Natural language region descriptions
==*==

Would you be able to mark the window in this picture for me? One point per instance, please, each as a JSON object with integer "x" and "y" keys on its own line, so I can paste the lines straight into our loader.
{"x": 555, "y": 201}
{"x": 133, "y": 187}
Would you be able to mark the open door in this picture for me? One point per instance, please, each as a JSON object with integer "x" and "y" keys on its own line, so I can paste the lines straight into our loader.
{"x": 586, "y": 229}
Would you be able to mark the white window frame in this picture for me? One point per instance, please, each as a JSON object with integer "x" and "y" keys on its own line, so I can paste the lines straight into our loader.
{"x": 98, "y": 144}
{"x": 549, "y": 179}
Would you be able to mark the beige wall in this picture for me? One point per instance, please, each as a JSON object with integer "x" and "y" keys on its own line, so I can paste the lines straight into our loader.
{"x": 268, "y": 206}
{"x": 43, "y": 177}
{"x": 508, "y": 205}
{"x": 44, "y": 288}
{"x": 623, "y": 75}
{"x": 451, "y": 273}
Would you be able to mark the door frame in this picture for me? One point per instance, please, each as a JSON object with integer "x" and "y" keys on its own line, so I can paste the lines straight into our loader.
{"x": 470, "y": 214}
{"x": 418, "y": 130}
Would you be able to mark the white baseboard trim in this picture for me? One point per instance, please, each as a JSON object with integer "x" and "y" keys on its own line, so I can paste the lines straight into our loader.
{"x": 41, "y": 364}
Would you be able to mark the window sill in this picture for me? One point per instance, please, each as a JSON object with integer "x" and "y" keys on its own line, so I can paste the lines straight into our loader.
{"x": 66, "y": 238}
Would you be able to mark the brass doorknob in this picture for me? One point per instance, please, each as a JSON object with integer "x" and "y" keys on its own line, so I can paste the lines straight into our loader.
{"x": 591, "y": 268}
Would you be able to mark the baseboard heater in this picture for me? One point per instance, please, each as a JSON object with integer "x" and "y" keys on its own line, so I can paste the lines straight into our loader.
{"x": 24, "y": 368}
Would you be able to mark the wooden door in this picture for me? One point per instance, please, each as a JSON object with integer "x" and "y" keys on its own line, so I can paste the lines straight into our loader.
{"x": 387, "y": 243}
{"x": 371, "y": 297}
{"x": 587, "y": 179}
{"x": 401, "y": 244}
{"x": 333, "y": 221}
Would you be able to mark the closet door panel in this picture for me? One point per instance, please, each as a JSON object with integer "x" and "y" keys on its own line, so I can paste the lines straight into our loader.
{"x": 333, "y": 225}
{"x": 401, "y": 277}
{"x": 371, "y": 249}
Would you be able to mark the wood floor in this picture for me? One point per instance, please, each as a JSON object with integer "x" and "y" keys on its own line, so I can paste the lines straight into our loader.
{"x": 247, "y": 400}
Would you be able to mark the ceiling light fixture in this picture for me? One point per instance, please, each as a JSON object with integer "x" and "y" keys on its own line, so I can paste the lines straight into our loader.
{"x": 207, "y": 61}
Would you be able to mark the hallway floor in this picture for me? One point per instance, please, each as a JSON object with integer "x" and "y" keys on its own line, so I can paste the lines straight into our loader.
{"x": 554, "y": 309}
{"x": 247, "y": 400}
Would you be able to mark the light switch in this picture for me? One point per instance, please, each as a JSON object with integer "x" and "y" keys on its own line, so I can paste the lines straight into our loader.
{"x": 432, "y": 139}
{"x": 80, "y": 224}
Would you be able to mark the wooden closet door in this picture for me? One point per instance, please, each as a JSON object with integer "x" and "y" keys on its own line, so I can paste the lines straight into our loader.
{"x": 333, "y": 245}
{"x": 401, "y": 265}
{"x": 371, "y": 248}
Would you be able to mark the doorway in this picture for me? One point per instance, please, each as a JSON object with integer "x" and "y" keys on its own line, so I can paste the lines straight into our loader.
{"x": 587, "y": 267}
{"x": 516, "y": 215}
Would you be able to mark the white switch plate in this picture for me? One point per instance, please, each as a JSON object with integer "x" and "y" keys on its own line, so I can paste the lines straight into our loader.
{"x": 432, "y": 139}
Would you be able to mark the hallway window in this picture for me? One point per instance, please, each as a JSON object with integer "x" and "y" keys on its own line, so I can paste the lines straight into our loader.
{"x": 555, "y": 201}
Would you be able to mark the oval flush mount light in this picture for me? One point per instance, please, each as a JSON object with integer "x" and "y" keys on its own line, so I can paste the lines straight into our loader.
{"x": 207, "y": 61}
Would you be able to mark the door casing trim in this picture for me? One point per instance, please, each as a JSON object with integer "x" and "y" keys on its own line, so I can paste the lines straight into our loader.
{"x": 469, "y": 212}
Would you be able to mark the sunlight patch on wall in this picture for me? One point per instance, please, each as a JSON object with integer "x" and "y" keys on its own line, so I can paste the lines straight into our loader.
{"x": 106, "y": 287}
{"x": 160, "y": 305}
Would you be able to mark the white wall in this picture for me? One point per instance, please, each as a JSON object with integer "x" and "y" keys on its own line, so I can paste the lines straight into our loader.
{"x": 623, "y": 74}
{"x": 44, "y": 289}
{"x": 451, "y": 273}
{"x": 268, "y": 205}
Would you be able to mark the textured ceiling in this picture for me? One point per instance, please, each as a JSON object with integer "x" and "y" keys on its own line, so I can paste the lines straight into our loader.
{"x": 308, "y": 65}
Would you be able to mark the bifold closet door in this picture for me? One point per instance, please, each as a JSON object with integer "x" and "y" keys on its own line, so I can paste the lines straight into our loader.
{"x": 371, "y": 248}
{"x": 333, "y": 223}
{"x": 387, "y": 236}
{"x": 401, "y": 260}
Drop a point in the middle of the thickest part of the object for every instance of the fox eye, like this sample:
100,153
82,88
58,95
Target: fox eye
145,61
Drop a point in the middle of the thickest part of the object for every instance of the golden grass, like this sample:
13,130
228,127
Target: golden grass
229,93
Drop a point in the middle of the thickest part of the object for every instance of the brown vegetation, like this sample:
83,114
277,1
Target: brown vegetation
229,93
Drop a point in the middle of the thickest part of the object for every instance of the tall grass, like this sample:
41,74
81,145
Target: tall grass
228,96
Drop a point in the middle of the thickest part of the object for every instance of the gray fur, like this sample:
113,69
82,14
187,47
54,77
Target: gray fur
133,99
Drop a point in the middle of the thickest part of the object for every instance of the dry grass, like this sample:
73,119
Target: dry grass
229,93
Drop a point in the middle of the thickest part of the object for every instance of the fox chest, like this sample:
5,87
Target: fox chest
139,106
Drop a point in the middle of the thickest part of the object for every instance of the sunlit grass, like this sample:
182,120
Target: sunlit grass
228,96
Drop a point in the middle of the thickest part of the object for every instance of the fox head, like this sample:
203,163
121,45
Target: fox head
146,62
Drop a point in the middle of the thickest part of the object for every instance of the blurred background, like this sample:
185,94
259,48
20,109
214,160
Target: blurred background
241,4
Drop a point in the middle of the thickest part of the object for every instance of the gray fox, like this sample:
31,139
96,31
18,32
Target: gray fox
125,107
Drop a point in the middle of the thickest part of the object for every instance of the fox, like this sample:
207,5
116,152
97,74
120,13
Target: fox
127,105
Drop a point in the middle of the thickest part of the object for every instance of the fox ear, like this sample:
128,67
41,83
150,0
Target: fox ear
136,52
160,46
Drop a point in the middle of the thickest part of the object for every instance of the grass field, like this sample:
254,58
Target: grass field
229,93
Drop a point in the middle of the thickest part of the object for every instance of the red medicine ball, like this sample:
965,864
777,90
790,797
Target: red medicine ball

==*==

▶ [Activity]: Every line in the records above with the string "ball" in it should be shown.

▶ [Result of the exercise]:
Drop a point in the middle of the thickest part of the object for every instance of the red medicine ball, like this sample:
Target: red medicine ball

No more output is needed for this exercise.